• PROVIDED DATA:
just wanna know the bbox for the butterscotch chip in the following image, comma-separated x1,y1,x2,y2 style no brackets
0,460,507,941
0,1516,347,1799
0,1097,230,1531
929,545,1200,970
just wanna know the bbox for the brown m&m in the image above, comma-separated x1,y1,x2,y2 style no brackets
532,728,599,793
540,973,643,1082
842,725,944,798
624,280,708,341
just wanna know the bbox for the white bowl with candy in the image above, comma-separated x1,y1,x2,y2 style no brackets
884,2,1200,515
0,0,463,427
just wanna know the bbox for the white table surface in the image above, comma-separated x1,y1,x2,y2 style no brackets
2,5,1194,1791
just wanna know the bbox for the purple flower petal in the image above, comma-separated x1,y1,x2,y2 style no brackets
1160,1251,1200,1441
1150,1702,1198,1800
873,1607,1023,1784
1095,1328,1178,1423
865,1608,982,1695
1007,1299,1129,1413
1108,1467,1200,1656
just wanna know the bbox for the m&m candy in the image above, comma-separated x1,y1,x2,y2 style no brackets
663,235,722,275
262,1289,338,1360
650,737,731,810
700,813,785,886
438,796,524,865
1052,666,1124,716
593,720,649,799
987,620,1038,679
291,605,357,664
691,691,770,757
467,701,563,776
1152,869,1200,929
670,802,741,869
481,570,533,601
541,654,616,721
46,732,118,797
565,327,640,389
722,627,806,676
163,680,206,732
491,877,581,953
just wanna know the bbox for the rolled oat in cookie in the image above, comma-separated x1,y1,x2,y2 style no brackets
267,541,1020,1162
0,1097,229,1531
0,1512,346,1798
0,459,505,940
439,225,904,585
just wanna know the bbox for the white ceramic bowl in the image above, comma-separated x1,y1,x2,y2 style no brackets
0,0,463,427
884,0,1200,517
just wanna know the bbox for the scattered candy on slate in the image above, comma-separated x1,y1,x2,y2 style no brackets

• TASK TO COMPLETE:
Transcribe all of the material exactly as it was written.

• REPLY:
just wanna know the bbox for the butterscotch chip in the following image, comma-separated x1,y1,x2,y2 style no brackets
0,460,507,941
0,1516,347,1799
0,1097,230,1531
929,545,1200,970
just wanna know the bbox for the brown m&m in the image above, comma-separated x1,y1,x2,y2 style no brackets
532,728,599,793
540,973,643,1082
842,725,944,798
624,280,708,341
just wanna know the bbox for the white bowl with candy in the image above, comma-separated x1,y1,x2,y2 style no brackets
884,2,1200,515
0,0,463,427
just wanna know the bbox for the white table surface in the image above, comma-separated x1,y1,x2,y2 style no brackets
2,5,1194,1791
just wanna know the bbox for the purple flower petal in the image above, comma-separated x1,y1,x2,y2 style no brackets
1160,1251,1200,1441
1150,1702,1198,1800
873,1607,1023,1784
1095,1328,1178,1423
865,1608,982,1695
1007,1299,1129,1413
1108,1467,1200,1656
just wanna know the bbox for the m&m candy in the image above, comma-separated x1,y1,x2,y2 style no brackets
663,235,722,275
262,1289,338,1360
650,737,731,810
700,813,785,886
438,796,524,865
1052,666,1124,716
593,720,649,799
987,620,1038,679
291,605,357,664
691,691,770,757
467,701,563,776
1152,869,1200,929
670,802,741,869
481,570,533,601
541,654,616,721
46,732,118,797
565,327,640,389
722,627,806,676
163,680,206,732
491,877,581,953
just wanna know the bbox for the rolled oat in cookie in the image above, comma-separated x1,y1,x2,y2 style no brackets
267,541,1020,1162
0,1097,229,1531
0,1512,346,1798
0,459,505,940
439,225,904,585
just wanna know the bbox for the white ceramic bowl in the image above, comma-separated x1,y1,x2,y2 style no brackets
0,0,463,427
884,0,1200,517
just wanna know the bbox for the scattered candy on slate in the image above, comma-separated x1,y1,x2,y2 style no brackets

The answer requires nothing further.